[BEGIN DATA SUPPLIED]

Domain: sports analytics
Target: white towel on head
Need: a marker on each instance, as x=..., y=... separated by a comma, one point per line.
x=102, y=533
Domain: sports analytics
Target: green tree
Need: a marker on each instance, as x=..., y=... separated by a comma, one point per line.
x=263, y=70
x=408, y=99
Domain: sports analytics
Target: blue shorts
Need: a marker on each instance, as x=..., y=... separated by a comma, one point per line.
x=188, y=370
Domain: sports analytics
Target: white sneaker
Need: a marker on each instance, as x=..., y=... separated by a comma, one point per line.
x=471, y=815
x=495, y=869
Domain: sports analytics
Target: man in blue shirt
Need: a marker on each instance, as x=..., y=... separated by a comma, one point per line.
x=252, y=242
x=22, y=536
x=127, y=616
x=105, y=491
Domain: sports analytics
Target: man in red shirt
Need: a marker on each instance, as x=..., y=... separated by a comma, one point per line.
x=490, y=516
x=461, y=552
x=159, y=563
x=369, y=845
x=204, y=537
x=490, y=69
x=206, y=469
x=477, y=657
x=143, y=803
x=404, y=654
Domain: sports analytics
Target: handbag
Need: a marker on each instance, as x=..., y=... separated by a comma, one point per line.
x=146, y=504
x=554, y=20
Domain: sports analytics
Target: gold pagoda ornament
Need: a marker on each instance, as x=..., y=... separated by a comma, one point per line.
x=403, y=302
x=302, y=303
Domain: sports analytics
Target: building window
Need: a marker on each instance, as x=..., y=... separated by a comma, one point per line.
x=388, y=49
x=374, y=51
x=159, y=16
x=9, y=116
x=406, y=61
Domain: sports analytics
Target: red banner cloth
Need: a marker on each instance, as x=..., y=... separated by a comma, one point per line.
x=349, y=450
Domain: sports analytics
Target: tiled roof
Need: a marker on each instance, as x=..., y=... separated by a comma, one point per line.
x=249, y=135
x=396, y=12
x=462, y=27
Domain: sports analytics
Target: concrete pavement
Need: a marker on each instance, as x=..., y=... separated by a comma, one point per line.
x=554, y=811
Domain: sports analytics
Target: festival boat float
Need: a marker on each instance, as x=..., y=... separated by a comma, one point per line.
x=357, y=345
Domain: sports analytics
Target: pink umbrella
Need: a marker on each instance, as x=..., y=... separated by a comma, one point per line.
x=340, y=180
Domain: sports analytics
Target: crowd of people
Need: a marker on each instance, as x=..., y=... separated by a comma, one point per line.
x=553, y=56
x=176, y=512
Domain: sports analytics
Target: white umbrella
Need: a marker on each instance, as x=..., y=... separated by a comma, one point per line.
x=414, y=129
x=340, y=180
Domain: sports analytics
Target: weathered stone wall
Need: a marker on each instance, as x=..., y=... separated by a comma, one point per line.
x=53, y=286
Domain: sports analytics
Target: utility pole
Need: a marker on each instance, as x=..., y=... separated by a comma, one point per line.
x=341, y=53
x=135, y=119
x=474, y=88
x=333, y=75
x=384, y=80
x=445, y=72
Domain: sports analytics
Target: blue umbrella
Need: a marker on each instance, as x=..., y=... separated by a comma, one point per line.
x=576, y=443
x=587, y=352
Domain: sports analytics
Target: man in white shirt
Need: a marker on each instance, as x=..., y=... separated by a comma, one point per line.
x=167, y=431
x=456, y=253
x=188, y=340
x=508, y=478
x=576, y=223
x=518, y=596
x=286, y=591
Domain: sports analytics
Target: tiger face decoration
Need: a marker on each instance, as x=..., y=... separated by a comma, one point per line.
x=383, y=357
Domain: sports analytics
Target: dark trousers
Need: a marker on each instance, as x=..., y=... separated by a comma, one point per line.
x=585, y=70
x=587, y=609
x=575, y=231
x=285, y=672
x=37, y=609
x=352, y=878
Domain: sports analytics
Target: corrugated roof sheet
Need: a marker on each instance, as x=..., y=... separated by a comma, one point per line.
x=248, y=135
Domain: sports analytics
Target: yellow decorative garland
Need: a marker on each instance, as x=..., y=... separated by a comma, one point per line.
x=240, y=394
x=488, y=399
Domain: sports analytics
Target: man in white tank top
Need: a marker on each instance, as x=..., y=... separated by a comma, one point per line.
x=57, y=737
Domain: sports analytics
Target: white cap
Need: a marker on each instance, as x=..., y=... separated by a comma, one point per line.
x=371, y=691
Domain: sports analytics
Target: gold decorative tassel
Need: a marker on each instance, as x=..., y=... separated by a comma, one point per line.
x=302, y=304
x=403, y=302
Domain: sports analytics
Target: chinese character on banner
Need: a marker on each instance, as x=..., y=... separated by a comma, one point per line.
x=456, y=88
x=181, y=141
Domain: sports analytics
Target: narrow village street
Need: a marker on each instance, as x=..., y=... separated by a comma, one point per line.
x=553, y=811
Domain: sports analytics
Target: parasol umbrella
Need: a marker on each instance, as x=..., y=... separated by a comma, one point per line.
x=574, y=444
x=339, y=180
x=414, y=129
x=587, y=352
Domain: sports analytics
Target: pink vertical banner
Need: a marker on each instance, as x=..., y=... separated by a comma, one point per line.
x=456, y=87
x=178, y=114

[END DATA SUPPLIED]
[BEGIN DATA SUPPLIED]

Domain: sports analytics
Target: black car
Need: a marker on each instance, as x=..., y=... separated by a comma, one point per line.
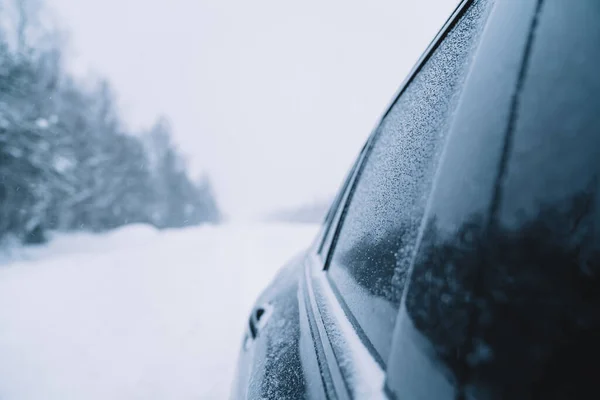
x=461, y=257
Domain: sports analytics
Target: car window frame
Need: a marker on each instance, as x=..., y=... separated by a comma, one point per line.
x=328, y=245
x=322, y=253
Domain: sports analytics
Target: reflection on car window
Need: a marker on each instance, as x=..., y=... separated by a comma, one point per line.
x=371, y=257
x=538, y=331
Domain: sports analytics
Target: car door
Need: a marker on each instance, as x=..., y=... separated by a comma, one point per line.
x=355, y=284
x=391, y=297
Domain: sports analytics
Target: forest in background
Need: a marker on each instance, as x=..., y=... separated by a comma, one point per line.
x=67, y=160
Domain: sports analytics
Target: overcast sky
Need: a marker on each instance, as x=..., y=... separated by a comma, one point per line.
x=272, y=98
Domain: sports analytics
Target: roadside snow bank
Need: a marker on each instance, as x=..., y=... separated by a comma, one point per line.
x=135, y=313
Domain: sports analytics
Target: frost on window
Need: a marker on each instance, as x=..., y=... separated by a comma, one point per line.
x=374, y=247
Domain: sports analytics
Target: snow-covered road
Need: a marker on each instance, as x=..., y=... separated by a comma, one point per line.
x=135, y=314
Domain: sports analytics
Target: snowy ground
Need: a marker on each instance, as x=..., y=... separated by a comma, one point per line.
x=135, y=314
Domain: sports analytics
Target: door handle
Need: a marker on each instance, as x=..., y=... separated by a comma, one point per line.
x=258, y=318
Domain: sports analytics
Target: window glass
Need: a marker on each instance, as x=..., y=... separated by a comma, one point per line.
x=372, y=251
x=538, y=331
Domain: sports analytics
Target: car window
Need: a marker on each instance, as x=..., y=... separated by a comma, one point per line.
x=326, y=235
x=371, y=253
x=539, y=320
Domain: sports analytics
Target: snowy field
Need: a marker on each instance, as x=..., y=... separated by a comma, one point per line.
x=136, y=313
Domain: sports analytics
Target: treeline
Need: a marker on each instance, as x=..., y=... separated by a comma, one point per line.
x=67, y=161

[END DATA SUPPLIED]

STATED PROBLEM:
Report each line in the material that contains the string "roof", copying every such line in full.

ANSWER BELOW:
Target: tiled roof
Target: corrugated roof sheet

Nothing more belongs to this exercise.